_Problem statement_
Print, without alteration, the lines running from the line that contains "of the caribbean" to the line that contains "[(144, 227)]", including both of those lines and nothing else.

_Data supplied_

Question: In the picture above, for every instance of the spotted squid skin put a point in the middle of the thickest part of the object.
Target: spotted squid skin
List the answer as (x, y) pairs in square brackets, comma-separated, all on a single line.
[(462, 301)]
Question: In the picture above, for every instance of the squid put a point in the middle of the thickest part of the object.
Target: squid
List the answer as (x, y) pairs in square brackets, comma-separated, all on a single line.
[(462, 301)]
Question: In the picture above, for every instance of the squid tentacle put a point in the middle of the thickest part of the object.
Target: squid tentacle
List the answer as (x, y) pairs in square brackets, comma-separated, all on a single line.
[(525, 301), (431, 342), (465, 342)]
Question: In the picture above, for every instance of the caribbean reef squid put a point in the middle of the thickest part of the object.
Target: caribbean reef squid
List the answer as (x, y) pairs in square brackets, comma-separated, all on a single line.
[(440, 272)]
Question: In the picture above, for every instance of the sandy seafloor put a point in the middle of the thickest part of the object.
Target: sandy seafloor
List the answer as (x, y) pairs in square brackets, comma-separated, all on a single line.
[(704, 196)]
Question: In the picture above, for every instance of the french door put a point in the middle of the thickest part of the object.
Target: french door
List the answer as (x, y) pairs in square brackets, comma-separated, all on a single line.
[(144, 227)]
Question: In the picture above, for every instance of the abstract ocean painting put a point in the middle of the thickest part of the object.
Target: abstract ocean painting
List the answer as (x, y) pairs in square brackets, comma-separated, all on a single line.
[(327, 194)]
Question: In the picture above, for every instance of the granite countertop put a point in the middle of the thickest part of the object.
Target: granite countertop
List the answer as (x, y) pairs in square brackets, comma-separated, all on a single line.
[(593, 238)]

...

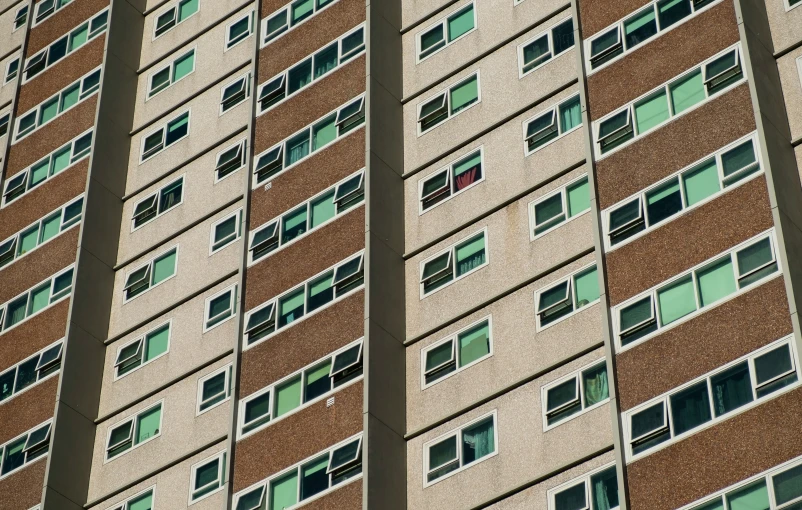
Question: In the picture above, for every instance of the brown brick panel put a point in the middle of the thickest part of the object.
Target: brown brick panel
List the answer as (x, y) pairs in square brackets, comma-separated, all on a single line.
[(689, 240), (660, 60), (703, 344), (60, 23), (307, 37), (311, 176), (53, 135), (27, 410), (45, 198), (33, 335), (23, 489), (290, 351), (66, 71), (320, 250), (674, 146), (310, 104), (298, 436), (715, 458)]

==

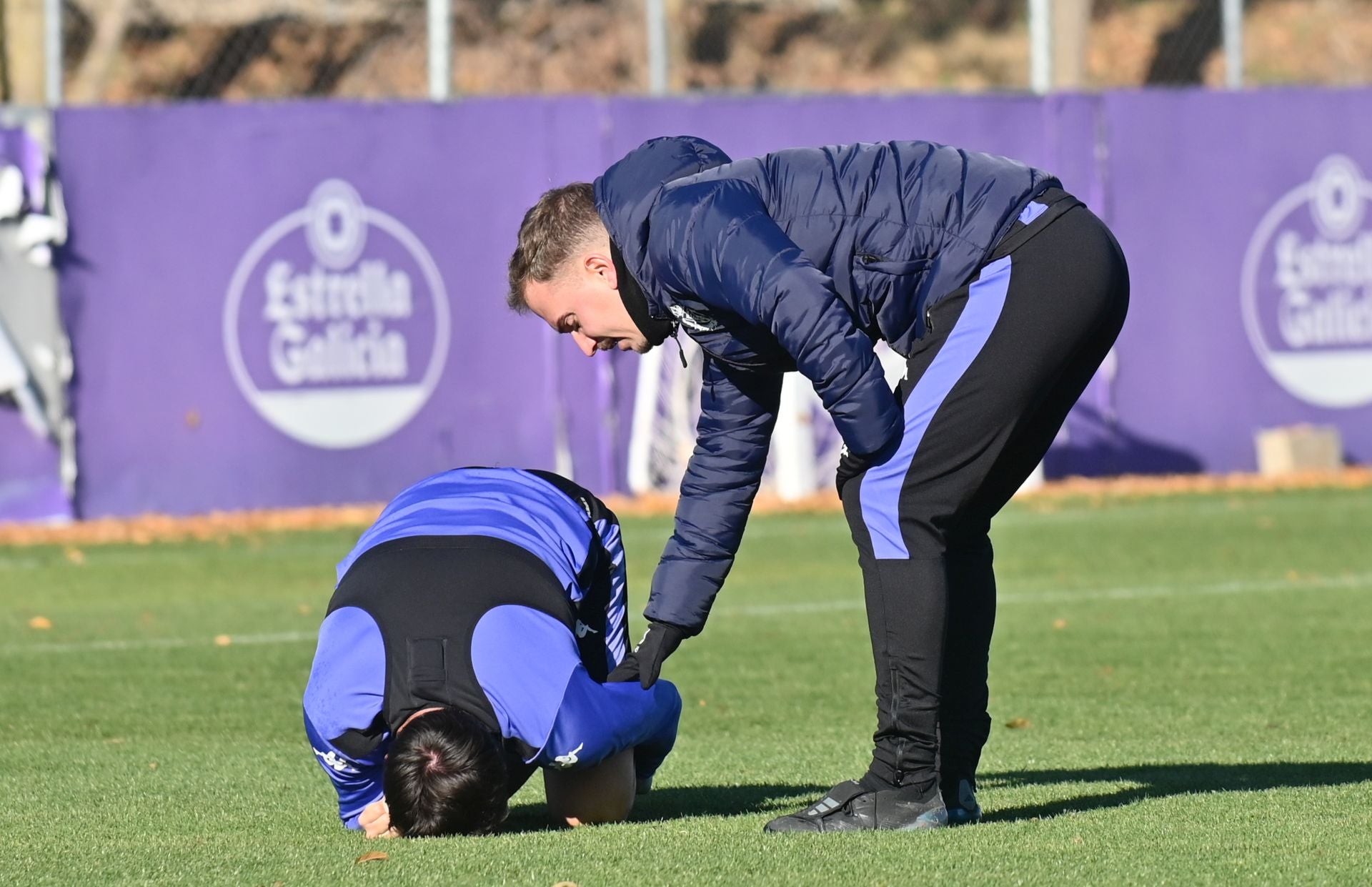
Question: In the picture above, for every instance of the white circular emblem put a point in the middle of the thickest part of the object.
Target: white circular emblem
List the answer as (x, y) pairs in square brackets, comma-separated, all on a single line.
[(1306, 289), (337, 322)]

_Solution to this task_
Question: In the picture above, for every instance of the caribbean reef squid put a point in the middle of the thickest part of the object.
Target: caribbean reef squid
List the answer as (x, y) pairs in square brackets, comma-separated, all on a single line.
[(440, 272)]
Question: In the picture above, for every instance of the sandy seafloor put a point in the middle of the thickest part of the object.
Target: sandy seafloor
List the answer as (x, y) pairs in square brackets, comma-separated, all on a single line.
[(704, 196)]
Question: In the picture above, for every instance of the french door put a point in the middle of the thickest part of the object.
Target: french door
List the answer as (x, y) pairs in square brackets, comma-separated, all on a single line.
[(144, 227)]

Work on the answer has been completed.